**EXERCISE:**
Retype the lines in the records, starting with the line that contains "costume in the photo above." and continuing through the line that contains "(1187, 454)". Keep every character unchanged.

**THE INPUT:**
•••••

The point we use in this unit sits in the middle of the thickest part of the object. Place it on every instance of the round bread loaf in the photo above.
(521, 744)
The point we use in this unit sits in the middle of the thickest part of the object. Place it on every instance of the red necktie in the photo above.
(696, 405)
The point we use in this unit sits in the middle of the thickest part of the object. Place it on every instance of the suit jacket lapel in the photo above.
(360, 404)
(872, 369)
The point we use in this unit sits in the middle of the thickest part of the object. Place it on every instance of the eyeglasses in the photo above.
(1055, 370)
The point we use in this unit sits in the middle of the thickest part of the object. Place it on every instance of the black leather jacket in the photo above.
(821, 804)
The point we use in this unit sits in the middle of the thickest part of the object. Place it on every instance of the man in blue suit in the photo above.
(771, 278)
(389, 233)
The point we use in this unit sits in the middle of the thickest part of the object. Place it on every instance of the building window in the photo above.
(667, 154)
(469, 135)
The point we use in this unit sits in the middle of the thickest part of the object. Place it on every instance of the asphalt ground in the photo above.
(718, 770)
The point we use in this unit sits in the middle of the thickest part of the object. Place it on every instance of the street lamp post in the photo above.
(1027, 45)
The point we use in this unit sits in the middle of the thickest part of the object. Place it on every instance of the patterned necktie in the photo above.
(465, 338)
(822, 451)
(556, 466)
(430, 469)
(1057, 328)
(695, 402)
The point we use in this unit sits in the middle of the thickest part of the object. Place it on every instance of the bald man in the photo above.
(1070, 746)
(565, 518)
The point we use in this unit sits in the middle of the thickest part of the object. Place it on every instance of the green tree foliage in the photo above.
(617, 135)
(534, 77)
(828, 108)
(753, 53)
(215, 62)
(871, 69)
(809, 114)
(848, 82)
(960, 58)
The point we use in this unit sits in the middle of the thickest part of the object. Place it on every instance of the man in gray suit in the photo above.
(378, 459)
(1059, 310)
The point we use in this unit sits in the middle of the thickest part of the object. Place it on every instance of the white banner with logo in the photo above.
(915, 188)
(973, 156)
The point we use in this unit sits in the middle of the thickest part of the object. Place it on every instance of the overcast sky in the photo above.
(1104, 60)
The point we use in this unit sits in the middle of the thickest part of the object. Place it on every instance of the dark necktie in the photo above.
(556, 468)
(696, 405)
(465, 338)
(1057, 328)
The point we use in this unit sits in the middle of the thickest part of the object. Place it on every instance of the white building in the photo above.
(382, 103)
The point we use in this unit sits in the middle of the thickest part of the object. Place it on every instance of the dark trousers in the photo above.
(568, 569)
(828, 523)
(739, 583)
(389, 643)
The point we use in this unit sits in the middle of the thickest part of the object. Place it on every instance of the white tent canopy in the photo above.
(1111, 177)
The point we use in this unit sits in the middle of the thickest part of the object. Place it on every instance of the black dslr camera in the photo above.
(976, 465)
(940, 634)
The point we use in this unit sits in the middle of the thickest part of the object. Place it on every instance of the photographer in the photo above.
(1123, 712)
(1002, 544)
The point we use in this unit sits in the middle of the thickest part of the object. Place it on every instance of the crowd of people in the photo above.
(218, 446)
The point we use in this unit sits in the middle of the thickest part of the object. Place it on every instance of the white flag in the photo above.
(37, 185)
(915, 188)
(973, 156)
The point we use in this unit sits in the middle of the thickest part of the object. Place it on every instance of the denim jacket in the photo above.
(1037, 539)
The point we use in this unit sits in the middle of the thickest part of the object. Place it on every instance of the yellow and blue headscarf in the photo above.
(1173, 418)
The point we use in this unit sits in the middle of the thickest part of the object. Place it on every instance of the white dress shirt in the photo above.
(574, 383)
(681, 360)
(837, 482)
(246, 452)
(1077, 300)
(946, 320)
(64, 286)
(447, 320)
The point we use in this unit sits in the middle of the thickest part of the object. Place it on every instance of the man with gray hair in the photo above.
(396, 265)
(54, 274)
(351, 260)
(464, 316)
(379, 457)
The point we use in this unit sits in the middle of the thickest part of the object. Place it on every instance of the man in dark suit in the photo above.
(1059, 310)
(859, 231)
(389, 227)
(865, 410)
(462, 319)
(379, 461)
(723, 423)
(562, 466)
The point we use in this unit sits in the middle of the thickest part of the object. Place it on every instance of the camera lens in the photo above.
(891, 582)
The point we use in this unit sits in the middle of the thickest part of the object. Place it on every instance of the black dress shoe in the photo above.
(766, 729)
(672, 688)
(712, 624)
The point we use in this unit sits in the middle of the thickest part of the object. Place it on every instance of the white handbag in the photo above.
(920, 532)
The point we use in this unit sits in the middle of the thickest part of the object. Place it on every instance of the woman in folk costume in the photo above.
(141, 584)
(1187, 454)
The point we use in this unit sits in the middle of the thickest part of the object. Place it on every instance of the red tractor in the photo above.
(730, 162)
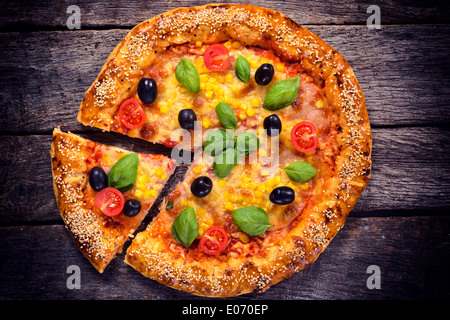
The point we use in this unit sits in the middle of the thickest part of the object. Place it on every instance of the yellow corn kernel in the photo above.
(229, 77)
(159, 172)
(229, 205)
(197, 169)
(138, 193)
(245, 179)
(164, 109)
(236, 44)
(243, 237)
(227, 45)
(146, 194)
(280, 67)
(242, 115)
(319, 104)
(255, 102)
(206, 123)
(250, 112)
(209, 94)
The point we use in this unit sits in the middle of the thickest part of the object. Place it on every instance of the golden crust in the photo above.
(253, 26)
(98, 237)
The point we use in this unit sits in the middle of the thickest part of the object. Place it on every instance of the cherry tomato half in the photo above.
(214, 241)
(110, 201)
(216, 58)
(304, 137)
(131, 114)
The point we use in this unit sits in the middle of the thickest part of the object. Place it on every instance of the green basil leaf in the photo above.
(226, 115)
(282, 94)
(185, 227)
(217, 141)
(242, 68)
(246, 142)
(187, 75)
(251, 220)
(122, 175)
(300, 171)
(225, 162)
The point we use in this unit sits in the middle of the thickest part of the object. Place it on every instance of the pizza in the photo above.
(103, 192)
(279, 133)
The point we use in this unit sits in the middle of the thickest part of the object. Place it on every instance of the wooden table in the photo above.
(400, 224)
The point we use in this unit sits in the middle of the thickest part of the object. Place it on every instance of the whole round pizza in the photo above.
(278, 131)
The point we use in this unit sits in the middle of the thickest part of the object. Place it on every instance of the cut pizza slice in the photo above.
(104, 192)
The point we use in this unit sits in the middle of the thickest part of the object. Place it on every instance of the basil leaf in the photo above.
(185, 227)
(246, 142)
(300, 171)
(226, 115)
(251, 220)
(217, 141)
(282, 94)
(225, 162)
(122, 175)
(187, 75)
(242, 68)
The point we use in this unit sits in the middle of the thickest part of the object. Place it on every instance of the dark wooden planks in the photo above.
(410, 252)
(24, 15)
(411, 171)
(400, 69)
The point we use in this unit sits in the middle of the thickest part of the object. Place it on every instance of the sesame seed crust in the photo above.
(97, 236)
(293, 248)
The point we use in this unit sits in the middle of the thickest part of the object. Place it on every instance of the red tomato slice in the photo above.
(131, 114)
(304, 137)
(110, 201)
(216, 58)
(214, 241)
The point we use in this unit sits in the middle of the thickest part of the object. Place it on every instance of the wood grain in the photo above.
(124, 13)
(398, 246)
(399, 68)
(408, 173)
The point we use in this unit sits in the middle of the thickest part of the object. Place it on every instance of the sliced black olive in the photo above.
(131, 208)
(201, 187)
(147, 90)
(98, 179)
(264, 74)
(282, 195)
(187, 118)
(271, 124)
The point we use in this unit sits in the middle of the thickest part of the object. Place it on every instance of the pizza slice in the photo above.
(103, 192)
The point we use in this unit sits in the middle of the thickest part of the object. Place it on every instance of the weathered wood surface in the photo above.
(400, 223)
(409, 173)
(410, 253)
(125, 13)
(399, 68)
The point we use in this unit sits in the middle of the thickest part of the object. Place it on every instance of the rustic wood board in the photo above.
(400, 223)
(36, 265)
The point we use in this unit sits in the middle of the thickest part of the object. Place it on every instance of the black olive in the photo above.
(131, 208)
(98, 179)
(201, 187)
(272, 123)
(282, 195)
(264, 74)
(186, 119)
(147, 90)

•••••

**SOLUTION TO THIS EXERCISE:**
The point we use in this unit sits in the middle of the thickest part of the object. Place it on every instance of the woman in folk costume in the photo above.
(141, 584)
(1187, 454)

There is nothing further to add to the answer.